Extract provided —
....

"“We thought it was important to have a different voice, but also a male from the Black community, whose overall message was that regardless of your gender or what you look like it’s OK to ask for help."
Incoming students attending orientation last August may have been surprised to find the program included Wes Woodson, a recent college graduate, author, professional public speaker, and storyteller, telling of his struggles with anxiety and mental health. After all, orientation has traditionally been a time when new students simply met their new classmates, started to learn their way around campus, and began the process of transitioning to their new lives as college students.
However, recent changes in society – from the pandemic to the national outcry for racial justice to the #MeToo movement to the fact that many young people today are suffering from stress and anxiety – led BSU administrators to rethink orientation. Hence, last year’s speaker discussing his mental health, among many other changes.
“We thought it was important to have a different voice, but also a male from the Black community, whose overall message was that regardless of your gender or what you look like it’s OK to ask for help,” said Heather Flatto, director of administration and planning in the Division for Student Life.

....

Recorded information —

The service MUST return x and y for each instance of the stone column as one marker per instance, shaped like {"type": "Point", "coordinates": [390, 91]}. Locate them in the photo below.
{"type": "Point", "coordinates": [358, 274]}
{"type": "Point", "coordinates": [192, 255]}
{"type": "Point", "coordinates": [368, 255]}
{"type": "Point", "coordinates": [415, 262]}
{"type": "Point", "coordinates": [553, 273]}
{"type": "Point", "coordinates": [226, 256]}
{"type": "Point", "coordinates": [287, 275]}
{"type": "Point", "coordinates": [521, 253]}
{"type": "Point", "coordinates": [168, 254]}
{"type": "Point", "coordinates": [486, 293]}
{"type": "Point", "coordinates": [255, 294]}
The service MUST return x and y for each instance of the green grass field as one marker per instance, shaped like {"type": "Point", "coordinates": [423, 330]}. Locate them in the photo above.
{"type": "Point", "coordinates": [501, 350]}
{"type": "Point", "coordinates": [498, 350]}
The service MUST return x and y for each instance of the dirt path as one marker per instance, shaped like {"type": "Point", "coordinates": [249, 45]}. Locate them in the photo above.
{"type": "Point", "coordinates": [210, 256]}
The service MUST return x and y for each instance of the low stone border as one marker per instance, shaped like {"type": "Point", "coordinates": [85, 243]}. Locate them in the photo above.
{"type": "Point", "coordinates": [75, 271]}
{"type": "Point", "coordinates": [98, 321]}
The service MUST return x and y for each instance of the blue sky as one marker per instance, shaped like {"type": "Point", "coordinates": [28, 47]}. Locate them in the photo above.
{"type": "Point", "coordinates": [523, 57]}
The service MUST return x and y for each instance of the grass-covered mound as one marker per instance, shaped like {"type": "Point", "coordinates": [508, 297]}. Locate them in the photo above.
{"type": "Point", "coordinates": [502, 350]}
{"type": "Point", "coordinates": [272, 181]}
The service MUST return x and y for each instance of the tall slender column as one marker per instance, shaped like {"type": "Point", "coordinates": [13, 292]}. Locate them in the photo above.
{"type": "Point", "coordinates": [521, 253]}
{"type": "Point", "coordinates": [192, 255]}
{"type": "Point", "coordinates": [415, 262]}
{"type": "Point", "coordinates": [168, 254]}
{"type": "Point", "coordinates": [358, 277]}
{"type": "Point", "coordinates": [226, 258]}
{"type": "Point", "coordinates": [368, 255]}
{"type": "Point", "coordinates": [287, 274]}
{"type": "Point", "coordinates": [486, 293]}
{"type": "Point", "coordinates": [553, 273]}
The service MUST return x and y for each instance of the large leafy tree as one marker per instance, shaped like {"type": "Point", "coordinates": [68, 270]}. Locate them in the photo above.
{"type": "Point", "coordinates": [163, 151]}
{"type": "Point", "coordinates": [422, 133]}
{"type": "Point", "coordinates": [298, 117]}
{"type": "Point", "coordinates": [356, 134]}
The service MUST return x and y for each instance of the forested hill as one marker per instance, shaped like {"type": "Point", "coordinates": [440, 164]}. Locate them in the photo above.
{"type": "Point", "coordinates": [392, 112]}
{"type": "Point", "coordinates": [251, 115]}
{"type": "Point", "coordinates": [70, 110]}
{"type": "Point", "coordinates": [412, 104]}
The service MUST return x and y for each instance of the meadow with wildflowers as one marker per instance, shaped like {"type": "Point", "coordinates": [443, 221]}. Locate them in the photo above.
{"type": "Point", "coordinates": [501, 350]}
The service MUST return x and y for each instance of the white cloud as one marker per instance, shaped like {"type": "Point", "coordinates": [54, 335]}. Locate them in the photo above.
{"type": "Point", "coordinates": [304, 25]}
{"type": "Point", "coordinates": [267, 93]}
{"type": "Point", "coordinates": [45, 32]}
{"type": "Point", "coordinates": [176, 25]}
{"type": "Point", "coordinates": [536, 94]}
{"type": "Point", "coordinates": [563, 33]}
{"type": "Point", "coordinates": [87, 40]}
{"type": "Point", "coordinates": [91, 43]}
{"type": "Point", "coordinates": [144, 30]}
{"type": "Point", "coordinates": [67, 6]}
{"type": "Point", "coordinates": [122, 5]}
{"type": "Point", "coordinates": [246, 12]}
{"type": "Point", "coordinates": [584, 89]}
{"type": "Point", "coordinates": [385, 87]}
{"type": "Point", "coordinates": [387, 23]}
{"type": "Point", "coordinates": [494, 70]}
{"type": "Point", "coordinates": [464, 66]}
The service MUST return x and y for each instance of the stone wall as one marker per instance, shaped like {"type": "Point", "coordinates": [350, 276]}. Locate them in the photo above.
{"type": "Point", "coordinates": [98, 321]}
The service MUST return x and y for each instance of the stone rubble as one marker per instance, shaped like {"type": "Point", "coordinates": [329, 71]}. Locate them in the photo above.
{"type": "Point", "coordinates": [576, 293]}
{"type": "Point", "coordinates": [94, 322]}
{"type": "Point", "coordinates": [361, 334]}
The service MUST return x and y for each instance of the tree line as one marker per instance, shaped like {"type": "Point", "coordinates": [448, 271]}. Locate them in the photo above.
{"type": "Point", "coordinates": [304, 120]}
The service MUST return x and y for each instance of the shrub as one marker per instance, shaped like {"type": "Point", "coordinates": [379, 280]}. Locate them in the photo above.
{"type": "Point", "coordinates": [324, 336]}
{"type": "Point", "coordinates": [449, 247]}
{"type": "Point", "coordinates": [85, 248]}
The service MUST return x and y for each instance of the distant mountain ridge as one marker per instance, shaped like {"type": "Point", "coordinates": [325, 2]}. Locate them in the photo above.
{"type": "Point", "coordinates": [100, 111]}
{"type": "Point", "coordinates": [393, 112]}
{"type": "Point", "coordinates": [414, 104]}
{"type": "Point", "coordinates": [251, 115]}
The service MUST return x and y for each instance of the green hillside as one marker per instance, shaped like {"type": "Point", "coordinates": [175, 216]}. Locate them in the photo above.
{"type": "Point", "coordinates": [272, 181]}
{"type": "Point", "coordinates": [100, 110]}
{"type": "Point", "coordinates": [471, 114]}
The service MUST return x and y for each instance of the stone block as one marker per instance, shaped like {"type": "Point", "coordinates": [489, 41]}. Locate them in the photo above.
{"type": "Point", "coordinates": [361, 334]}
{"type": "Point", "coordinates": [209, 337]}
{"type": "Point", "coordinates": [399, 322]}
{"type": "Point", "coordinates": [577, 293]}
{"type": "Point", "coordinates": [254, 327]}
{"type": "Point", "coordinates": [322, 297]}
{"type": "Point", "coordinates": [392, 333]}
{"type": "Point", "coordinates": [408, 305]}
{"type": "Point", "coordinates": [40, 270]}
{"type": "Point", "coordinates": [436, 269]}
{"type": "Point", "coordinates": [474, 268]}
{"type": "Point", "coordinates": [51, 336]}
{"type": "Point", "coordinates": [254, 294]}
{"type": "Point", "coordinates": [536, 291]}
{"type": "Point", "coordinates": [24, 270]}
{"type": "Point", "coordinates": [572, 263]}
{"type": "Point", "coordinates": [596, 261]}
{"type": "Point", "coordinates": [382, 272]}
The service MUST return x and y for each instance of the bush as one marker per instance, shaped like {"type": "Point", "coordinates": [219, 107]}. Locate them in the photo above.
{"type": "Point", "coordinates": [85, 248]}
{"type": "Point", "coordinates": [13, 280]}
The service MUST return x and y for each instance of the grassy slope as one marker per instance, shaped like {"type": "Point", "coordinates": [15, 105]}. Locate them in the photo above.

....

What is expected — In the article about BSU orientation, why did administrators decide to rethink orientation?

Worked solution — Recent changes in society led them to rethink it. These included the pandemic, the national outcry for racial justice, the #MeToo movement, and the fact that many young people today suffer from stress and anxiety.